Rus tarihçi yazar Prof. Dr. Rudolf İvanov, faberge enfiye kutusuyla ilgili
olarak, “Böyle kıymetli taşlarla süslü bir hediyenin Çar tarafından Türk
elçisine armağan edilmesi şunu ortaya koyuyor: Bazı sorunlara rağmen iki
imparatorluk arasında samimi ve dostluk ilişkileri vardı. Gerçi ertesi yıl
patlak veren Birinci Dünya Savaşı her şeyi alt üst etti” diyor.

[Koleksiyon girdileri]
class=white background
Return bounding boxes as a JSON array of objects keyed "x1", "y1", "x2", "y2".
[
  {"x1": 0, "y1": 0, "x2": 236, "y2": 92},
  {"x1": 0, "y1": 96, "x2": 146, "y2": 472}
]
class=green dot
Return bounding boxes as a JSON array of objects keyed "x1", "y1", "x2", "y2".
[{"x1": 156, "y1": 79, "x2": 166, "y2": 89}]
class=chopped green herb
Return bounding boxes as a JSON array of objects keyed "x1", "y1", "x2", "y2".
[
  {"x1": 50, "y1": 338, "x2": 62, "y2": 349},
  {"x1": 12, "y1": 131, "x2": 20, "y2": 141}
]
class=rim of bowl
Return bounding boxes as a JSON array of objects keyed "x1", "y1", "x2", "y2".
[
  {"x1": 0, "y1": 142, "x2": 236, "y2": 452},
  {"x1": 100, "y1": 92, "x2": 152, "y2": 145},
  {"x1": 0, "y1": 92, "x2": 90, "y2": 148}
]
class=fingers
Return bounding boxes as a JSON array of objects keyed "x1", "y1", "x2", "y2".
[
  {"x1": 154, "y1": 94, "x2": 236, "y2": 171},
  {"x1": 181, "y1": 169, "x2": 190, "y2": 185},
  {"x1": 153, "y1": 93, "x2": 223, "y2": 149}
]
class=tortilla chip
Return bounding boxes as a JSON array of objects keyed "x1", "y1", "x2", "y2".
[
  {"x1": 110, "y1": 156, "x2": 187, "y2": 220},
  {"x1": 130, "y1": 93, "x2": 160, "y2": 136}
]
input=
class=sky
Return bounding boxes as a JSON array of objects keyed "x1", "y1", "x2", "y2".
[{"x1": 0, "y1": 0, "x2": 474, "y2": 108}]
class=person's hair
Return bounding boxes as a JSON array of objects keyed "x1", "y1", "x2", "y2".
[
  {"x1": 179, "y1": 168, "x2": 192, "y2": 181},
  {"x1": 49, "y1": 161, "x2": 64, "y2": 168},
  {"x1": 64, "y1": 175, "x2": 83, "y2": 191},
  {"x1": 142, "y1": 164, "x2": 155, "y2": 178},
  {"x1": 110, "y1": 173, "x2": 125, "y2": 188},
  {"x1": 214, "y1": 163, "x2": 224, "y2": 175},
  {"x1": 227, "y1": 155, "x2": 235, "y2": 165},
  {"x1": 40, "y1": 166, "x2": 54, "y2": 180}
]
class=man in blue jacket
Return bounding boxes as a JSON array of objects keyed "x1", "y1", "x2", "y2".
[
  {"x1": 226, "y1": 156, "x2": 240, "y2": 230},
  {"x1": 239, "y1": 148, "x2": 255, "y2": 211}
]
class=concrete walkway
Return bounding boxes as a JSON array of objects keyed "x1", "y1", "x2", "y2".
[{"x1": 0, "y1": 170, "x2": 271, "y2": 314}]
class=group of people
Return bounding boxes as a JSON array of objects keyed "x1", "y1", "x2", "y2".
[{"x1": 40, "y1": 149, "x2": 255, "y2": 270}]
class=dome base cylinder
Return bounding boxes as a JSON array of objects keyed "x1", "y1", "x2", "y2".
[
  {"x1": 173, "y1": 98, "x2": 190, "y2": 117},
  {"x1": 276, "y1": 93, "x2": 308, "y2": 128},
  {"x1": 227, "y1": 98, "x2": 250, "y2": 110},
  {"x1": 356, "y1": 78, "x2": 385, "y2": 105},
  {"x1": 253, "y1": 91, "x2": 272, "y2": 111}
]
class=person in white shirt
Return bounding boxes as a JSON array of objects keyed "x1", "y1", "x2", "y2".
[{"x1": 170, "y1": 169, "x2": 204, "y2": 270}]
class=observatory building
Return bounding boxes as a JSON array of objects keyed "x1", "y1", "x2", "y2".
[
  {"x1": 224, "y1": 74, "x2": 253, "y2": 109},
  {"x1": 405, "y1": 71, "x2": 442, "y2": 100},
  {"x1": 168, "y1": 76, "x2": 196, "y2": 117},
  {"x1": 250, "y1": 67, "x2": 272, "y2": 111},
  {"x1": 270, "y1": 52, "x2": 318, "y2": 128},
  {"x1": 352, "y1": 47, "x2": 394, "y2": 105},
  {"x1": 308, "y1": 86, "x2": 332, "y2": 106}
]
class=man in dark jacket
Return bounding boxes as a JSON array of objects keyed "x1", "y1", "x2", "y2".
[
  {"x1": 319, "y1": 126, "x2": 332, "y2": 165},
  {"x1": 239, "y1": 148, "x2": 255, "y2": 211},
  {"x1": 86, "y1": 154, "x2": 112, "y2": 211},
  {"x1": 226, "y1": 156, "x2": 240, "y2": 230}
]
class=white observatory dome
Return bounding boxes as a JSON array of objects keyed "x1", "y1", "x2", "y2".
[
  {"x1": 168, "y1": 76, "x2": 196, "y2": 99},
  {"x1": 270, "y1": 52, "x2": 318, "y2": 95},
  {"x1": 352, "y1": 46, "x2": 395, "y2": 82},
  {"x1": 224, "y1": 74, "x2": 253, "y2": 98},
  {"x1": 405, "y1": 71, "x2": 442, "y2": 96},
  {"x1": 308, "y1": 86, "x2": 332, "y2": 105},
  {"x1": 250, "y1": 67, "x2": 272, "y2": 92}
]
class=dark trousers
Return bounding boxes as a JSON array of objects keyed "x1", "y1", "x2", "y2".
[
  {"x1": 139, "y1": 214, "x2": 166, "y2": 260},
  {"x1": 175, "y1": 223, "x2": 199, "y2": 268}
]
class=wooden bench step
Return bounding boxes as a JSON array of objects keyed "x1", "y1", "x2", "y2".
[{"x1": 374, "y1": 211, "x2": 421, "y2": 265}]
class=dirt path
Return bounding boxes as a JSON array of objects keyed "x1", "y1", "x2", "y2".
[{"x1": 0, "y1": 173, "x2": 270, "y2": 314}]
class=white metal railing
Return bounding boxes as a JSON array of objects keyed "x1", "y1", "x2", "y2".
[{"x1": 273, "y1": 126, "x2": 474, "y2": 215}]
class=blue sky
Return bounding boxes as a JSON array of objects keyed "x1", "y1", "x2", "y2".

*Verilen görev 1*: Faberge enfiye kutusuyla ilgili metindeki şu cümleyi İngilizceye çevirin: «Rus tarihçi yazar Prof. Dr. Rudolf İvanov, faberge enfiye kutusuyla ilgili olarak, “Böyle kıymetli taşlarla süslü bir hediyenin Çar tarafından Türk elçisine armağan edilmesi şunu ortaya koyuyor: Bazı sorunlara rağmen iki imparatorluk arasında samimi ve dostluk ilişkileri vardı. Gerçi ertesi yıl patlak veren Birinci Dünya Savaşı her şeyi alt üst etti” diyor.»
*Verilen görev 2*: Faberge enfiye kutusuyla ilgili metni iki cümleyle özetleyin.

*Nihai cevap 1*: Regarding the Fabergé snuff box, Russian historian and author Prof. Dr. Rudolf İvanov says, "The fact that the Tsar presented such a gift, adorned with precious stones, to the Turkish ambassador shows this: despite some problems, there were sincere and friendly relations between the two empires. Admittedly, the First World War, which broke out the following year, turned everything upside down."

*Nihai cevap 2*: Rus tarihçi yazar Prof. Dr. Rudolf İvanov'a göre, kıymetli taşlarla süslü faberge enfiye kutusunun Çar tarafından Türk elçisine armağan edilmesi, bazı sorunlara rağmen iki imparatorluk arasında samimi ve dostluk ilişkileri olduğunu ortaya koyuyor. İvanov, ertesi yıl patlak veren Birinci Dünya Savaşı'nın ise her şeyi alt üst ettiğini belirtiyor.